### Problem statement
Pictures are not repeated. Every line from the beginning of the entries through the one with "of the cluster" is restated exactly.

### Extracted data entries
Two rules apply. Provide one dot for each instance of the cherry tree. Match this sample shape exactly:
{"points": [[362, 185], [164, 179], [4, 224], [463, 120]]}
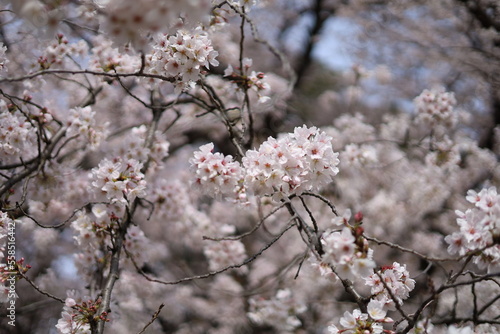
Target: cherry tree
{"points": [[158, 177]]}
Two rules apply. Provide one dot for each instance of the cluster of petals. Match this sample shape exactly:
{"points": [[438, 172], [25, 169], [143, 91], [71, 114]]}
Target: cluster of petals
{"points": [[129, 21], [394, 277], [72, 321], [17, 135], [479, 227], [342, 252], [435, 107], [366, 323], [104, 57], [215, 173], [295, 163], [359, 155], [183, 56], [121, 181], [292, 164], [279, 312]]}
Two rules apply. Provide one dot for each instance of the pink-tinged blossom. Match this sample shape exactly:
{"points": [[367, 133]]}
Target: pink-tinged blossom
{"points": [[280, 312], [130, 21], [292, 164], [184, 57], [350, 258], [215, 173], [121, 181], [358, 322], [479, 226], [396, 278], [18, 137], [72, 321]]}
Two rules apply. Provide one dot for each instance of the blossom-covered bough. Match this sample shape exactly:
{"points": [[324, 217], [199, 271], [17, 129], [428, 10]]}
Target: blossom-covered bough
{"points": [[157, 177]]}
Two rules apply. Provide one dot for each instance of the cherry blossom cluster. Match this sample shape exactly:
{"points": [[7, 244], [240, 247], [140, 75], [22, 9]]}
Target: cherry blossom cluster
{"points": [[104, 57], [280, 312], [120, 180], [81, 121], [350, 256], [296, 162], [435, 107], [366, 323], [130, 21], [292, 164], [134, 146], [77, 314], [224, 253], [479, 228], [215, 173], [17, 135], [183, 56], [395, 278], [244, 80]]}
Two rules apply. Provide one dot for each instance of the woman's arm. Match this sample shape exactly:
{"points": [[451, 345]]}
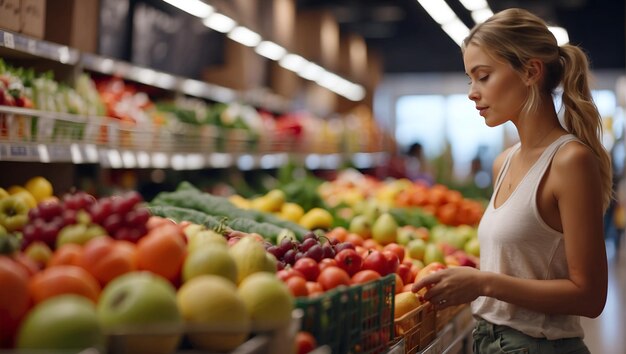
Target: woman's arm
{"points": [[578, 196]]}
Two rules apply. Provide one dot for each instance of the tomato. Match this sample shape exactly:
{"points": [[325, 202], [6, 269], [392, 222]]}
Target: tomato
{"points": [[162, 251], [297, 286], [305, 342], [67, 254], [333, 277], [376, 261], [14, 298], [349, 260], [106, 258], [64, 279], [399, 284], [314, 288], [404, 271], [365, 276], [308, 267], [397, 249], [392, 261], [327, 262], [285, 274]]}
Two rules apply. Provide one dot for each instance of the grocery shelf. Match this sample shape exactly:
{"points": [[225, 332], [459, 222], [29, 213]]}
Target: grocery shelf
{"points": [[38, 136], [20, 43], [38, 48]]}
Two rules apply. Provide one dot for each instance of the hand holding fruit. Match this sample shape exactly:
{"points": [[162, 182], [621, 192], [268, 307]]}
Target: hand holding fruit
{"points": [[450, 286]]}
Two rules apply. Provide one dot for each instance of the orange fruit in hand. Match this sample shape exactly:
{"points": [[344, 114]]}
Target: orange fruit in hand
{"points": [[63, 279]]}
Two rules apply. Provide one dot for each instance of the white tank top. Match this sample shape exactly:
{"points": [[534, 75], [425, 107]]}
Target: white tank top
{"points": [[516, 241]]}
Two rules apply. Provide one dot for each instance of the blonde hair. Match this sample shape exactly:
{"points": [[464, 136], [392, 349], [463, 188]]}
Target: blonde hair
{"points": [[517, 36]]}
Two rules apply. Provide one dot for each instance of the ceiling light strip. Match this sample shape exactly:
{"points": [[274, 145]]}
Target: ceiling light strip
{"points": [[304, 68], [446, 18]]}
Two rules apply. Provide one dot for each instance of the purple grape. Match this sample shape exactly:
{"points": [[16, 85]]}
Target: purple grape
{"points": [[342, 246], [329, 251], [316, 252], [307, 244], [290, 256]]}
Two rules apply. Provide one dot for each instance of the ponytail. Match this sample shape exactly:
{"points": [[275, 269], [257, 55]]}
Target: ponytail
{"points": [[581, 117]]}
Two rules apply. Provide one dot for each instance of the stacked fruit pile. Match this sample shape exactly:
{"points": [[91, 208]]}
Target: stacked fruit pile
{"points": [[90, 283]]}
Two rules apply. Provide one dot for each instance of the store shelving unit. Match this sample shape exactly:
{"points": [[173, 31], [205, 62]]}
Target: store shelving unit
{"points": [[32, 136]]}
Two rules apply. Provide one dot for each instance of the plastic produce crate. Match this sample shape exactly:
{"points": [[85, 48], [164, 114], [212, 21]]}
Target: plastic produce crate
{"points": [[417, 327], [356, 319]]}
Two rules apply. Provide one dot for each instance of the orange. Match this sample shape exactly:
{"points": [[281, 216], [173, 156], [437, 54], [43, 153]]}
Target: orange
{"points": [[14, 298], [162, 251], [67, 254], [63, 279], [106, 258]]}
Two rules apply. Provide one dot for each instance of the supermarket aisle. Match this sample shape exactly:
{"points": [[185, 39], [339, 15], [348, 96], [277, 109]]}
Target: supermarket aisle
{"points": [[605, 334]]}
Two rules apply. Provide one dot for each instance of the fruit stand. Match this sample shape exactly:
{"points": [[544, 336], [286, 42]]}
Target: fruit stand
{"points": [[310, 265]]}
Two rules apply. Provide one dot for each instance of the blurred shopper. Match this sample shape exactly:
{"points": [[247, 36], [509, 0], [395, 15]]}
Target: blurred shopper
{"points": [[416, 165], [543, 258]]}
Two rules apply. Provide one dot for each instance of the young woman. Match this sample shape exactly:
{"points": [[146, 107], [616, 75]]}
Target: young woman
{"points": [[543, 259]]}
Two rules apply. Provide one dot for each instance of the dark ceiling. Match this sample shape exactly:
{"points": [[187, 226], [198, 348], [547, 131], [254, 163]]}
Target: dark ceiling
{"points": [[408, 40]]}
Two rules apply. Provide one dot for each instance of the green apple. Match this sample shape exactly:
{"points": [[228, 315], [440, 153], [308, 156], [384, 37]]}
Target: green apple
{"points": [[64, 322], [406, 234], [138, 311], [216, 315], [210, 259], [13, 213], [416, 249], [79, 233], [361, 226], [385, 229]]}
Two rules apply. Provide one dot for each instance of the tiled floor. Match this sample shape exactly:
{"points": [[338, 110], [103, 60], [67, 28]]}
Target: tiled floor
{"points": [[607, 333]]}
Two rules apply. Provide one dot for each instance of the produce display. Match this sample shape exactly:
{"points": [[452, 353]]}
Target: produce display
{"points": [[97, 268]]}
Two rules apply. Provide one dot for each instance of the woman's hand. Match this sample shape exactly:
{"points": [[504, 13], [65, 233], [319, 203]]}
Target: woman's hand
{"points": [[451, 286]]}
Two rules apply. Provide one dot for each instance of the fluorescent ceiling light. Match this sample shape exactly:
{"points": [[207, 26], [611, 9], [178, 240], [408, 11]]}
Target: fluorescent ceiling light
{"points": [[560, 34], [293, 62], [244, 36], [474, 5], [480, 16], [456, 30], [220, 23], [193, 7], [311, 71], [270, 50], [438, 10]]}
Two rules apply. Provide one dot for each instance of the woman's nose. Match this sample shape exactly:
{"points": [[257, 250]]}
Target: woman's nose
{"points": [[473, 93]]}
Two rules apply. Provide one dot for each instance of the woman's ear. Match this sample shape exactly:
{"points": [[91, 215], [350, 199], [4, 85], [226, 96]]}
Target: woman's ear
{"points": [[534, 72]]}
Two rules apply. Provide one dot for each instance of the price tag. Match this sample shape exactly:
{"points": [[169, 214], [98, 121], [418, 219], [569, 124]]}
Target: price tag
{"points": [[8, 40], [18, 151], [59, 153]]}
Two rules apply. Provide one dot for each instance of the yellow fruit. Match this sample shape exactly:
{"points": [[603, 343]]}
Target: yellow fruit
{"points": [[404, 303], [27, 198], [39, 187], [316, 218], [15, 189], [291, 211]]}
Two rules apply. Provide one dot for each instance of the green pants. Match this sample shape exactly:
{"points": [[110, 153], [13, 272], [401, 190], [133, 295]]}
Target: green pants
{"points": [[496, 339]]}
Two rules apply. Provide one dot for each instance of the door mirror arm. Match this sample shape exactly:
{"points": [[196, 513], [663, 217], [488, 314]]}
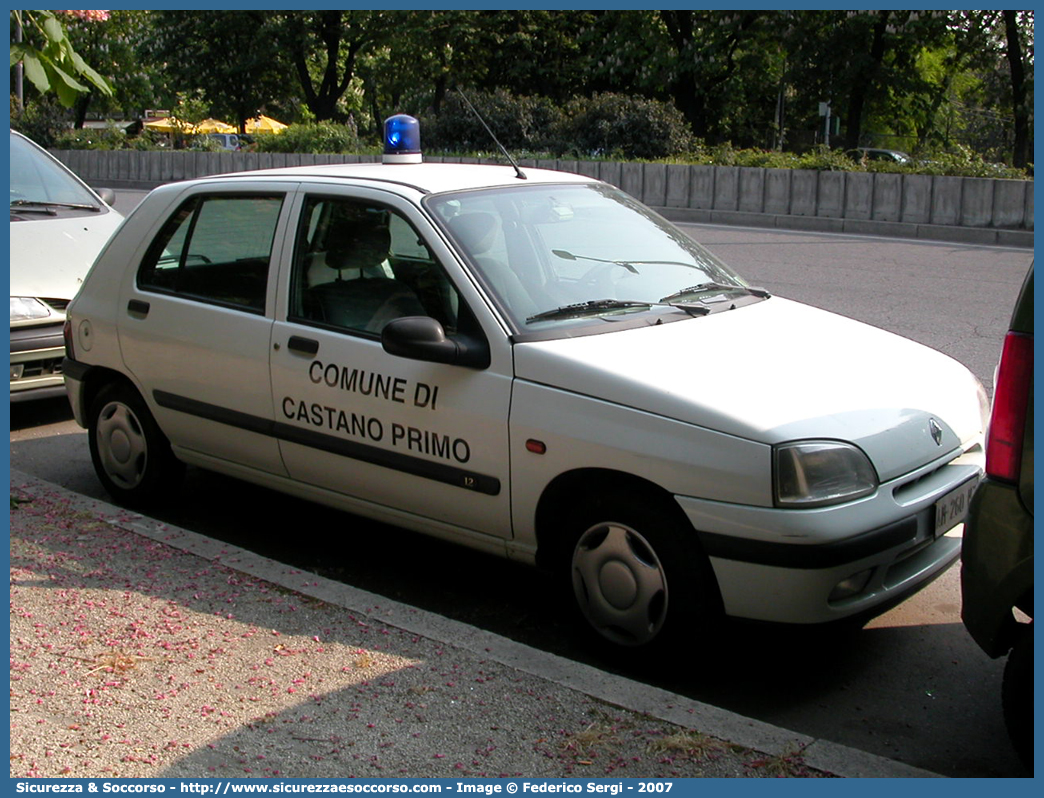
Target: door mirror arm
{"points": [[421, 337]]}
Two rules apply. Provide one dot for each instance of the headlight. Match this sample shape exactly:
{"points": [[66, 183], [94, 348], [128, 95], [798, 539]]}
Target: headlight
{"points": [[25, 308], [813, 473]]}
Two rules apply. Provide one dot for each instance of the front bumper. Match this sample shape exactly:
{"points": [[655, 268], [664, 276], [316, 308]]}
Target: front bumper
{"points": [[36, 361], [784, 565]]}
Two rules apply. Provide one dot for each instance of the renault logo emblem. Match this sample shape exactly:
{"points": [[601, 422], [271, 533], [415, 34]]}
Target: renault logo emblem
{"points": [[936, 431]]}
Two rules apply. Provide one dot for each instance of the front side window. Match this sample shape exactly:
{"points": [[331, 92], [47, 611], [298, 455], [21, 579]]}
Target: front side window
{"points": [[216, 249], [358, 265]]}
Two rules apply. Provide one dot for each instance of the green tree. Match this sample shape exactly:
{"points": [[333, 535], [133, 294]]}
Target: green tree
{"points": [[42, 48], [113, 46], [324, 48], [231, 55]]}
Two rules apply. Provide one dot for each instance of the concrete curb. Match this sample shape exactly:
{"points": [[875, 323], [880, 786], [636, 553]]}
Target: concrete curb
{"points": [[821, 754]]}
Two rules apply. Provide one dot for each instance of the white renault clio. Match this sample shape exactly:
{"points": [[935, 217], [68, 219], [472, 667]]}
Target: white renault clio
{"points": [[532, 364]]}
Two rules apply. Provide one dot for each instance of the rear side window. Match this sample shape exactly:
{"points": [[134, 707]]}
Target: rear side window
{"points": [[215, 249]]}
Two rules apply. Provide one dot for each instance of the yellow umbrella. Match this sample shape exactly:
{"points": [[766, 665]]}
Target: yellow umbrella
{"points": [[263, 123], [169, 124], [214, 125]]}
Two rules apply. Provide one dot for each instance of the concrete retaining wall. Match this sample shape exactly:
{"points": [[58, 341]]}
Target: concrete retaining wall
{"points": [[920, 206]]}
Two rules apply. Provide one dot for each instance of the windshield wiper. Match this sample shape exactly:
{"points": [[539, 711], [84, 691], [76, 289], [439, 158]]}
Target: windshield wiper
{"points": [[30, 205], [582, 308], [627, 264], [694, 291]]}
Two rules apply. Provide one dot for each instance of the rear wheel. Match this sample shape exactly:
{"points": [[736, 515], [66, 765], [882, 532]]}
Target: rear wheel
{"points": [[131, 455], [638, 577], [1017, 696]]}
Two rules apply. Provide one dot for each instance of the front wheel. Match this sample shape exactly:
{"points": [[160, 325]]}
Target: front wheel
{"points": [[1017, 696], [131, 454], [638, 576]]}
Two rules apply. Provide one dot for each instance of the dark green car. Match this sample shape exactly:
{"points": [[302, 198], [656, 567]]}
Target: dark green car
{"points": [[997, 560]]}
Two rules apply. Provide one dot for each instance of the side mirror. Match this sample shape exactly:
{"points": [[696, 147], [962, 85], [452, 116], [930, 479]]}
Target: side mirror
{"points": [[421, 337]]}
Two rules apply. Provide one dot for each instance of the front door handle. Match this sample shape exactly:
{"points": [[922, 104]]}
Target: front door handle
{"points": [[305, 346]]}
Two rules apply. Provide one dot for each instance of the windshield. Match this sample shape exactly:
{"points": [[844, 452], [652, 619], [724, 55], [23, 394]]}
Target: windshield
{"points": [[38, 178], [566, 255]]}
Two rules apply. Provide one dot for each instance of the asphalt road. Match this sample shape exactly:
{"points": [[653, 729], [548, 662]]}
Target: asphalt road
{"points": [[911, 685]]}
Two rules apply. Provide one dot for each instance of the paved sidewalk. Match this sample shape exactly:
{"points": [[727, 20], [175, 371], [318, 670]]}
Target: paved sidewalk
{"points": [[143, 650]]}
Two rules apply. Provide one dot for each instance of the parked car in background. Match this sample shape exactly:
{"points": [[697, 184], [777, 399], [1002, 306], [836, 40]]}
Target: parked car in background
{"points": [[997, 562], [874, 154], [57, 227]]}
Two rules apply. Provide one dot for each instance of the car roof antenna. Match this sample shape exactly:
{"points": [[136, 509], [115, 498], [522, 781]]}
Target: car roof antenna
{"points": [[518, 171]]}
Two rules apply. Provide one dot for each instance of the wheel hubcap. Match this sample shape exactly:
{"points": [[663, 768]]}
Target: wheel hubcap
{"points": [[619, 584], [121, 445]]}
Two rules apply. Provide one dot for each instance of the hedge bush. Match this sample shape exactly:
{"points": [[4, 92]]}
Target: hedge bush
{"points": [[311, 137], [524, 125], [623, 126]]}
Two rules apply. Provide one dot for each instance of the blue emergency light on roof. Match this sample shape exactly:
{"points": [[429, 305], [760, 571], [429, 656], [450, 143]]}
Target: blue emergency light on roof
{"points": [[402, 140]]}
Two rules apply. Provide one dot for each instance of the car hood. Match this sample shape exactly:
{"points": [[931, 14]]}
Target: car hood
{"points": [[50, 256], [773, 372]]}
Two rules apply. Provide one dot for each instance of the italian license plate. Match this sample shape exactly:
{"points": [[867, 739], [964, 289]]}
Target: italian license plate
{"points": [[953, 507]]}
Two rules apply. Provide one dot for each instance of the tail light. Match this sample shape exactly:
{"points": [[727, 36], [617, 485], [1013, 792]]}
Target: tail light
{"points": [[1011, 400]]}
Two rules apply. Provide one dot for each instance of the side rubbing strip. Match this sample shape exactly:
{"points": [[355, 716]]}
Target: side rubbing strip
{"points": [[364, 452]]}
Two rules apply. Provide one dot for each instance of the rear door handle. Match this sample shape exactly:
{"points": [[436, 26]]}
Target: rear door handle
{"points": [[305, 346]]}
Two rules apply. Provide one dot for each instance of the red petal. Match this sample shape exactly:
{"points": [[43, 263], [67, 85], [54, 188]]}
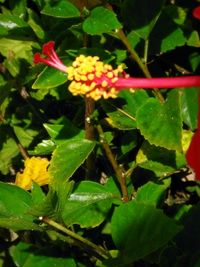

### Written reply
Two rules apply. Provide one dot for each instance of the cherry tree. Match this sample shape exactly:
{"points": [[362, 185], [164, 179], [4, 224], [463, 120]]}
Target: cherry tree
{"points": [[158, 177]]}
Two rules apply. Provide one dot for each instance of the cluster of petals. Match this sample shape exactly:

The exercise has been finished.